«Ce sera la fin d’une discrimination entre les hétéros et les homos»
Caroline Mécary, avocate, attend beaucoup du mariage gay en France.
Marie-Joëlle Gros
L’avocate Caroline Mécary, 49 ans, travaille à la défense des droits des familles homosexuelles depuis 1997. Voilà des années qu’elle milite pour «un mariage civil ouvert à tous» .
Quelle serait la première conséquence d’un mariage ouvert aussi aux homosexuels ?
Ce sera la fin d’une discrimination entre les hétéros et les homos. Pour l’instant, les hétérosexuels ont le choix entre trois statuts différents : le mariage, le pacs et le concubinage. Seuls ces deux derniers statuts sont possibles pour les homos. Donc c’est une question d’égalité que de donner à chacun la liberté de choisir le contrat qui lui semble le plus adapté à la protection de son couple.
En quoi le contrat de mariage et le pacs, voté en 1999, diffèrent-ils ?
Ils n’impliquent pas les mêmes droits et les mêmes devoirs. Dans le mariage, il y a un devoir de fidélité et d’assistance, pas dans le pacs. La solidarité face aux dettes n’est pas non plus la même. Le pacs induit un régime de séparation de biens, alors que, dans le mariage, c’est la communauté de biens qui s’impose, sauf si on souhaite opter pour la séparation de biens devant un notaire. Enfin, dans le mariage, il y a une présomption de paternité, alors que le pacs oblige à établir la filiation par un acte de reconnaissance de paternité.
Quels sont les atouts d’un contrat de mariage unique pour les hétéros et les homos ?
Le mariage civil ouvert à tous permettra, comme c’est déjà le cas dans une dizaine de pays européens, de bénéficier exactement des mêmes droits et devoirs. C’est-à-dire le droit de transmettre automatiquement les noms des deux conjoints et de pouvoir adopter un enfant à deux. Le mariage civil pour tous ouvre de fait des droits en cas de décès de l’un des conjoints à une pension de réversion, et permet d’hériter de son conjoint en pleine propriété ou de l’usufruit. Pour les droits de succession, en revanche, pas de changement : le mariage et le pacs sont déjà identiques sur ce point.
La possibilité de se marier va-t-elle faciliter l’accès des homosexuels aux techniques d’assistance médicale à la procréation (AMP) ?
Non, car en France l’accès à l’AMP est, dans les textes, expressément réservé aux couples composés d’une femme et d’un homme, mariés ou non. Il faut donc modifier les textes de l’AMP pour pouvoir l’ouvrir aux couples du même sexe, voire aux femmes célibataires.
Les pays qui ont déjà établi un contrat de mariage unique ont-ils enterré les contrats d’union civile ?
Non, et d’ailleurs ce n’est pas souhaitable. En France, de nombreux couples hétérosexuels font le choix du pacs et c’est très bien comme cela. Pourquoi se priver d’un choix supplémentaire ? Le pacs ne nécessite pas de divorce pour être rompu, c’est une souplesse non négligeable. Rappelons à ce propos que le mariage se conclut devant le maire et entraîne un acte d’état-civil de mariage alors que le pacs est simplement enregistré au greffe d’un tribunal d’instance.
A quel horizon peut-on espérer la naissance d’un mariage civil ouvert à tous ?
Le candidat Hollande avait fixé un calendrier entre l’automne 2012 et le printemps 2013. Un énorme travail législatif l’attend maintenant. Et, pour le mener à bien, il reste une inconnue de taille : quelle majorité va se dégager au Parlement ? On peut espérer que le mariage civil ouvert à tous sera une priorité. Mais il y a beaucoup de dossiers brûlants, à commencer par cette loi sur le harcèlement sexuel qui a été abrogée la semaine dernière par le Conseil constitutionnel et qui inquiète énormément. Il y a en fait de très nombreuses priorités, et François Hollande devra faire un choix.

________________________________________

> **OBJECTIF**
Dans l'entretien sur le mariage gay, depuis quelle année Caroline Mécary défend-elle les droits des familles homosexuelles ? Répondez en une phrase, s'il vous plaît.

> **DONNÉES**

________________________________________

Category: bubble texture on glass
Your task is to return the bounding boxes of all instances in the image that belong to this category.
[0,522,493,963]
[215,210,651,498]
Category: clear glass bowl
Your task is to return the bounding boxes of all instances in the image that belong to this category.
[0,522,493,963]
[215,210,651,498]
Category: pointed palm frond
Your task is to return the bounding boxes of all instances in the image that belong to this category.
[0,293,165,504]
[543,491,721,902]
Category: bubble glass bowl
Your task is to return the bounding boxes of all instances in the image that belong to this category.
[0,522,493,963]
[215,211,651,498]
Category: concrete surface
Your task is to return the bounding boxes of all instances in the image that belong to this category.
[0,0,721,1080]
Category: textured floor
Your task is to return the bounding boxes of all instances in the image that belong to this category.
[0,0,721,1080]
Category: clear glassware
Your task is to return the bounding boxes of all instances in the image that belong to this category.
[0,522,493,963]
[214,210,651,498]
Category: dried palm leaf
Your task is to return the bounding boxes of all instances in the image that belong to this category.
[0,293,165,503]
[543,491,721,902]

________________________________________

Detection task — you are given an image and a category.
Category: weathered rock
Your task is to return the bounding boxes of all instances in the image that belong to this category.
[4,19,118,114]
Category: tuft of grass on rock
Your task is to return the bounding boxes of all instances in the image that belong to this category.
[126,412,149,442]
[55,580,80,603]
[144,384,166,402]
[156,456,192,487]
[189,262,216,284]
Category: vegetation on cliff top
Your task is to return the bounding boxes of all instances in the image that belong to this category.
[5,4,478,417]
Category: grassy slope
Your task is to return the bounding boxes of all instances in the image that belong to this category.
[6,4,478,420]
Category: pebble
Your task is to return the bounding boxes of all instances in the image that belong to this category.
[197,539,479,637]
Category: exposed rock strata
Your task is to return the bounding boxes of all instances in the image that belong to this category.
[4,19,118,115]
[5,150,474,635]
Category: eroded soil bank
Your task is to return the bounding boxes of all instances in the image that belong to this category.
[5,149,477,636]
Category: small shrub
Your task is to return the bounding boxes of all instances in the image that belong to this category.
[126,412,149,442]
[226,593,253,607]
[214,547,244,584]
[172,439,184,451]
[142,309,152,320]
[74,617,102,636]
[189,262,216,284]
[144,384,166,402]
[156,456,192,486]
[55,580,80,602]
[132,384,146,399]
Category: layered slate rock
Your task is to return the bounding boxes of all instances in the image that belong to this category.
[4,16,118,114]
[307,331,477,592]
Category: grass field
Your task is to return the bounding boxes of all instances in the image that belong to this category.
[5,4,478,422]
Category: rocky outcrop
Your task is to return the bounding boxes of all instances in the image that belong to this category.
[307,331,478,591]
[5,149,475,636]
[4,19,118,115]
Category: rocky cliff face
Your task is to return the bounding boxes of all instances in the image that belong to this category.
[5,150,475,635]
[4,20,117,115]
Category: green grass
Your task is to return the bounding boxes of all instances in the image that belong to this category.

________________________________________

> **ZONE DE RÉPONSE**
Caroline Mécary défend les droits des familles homosexuelles depuis 1997.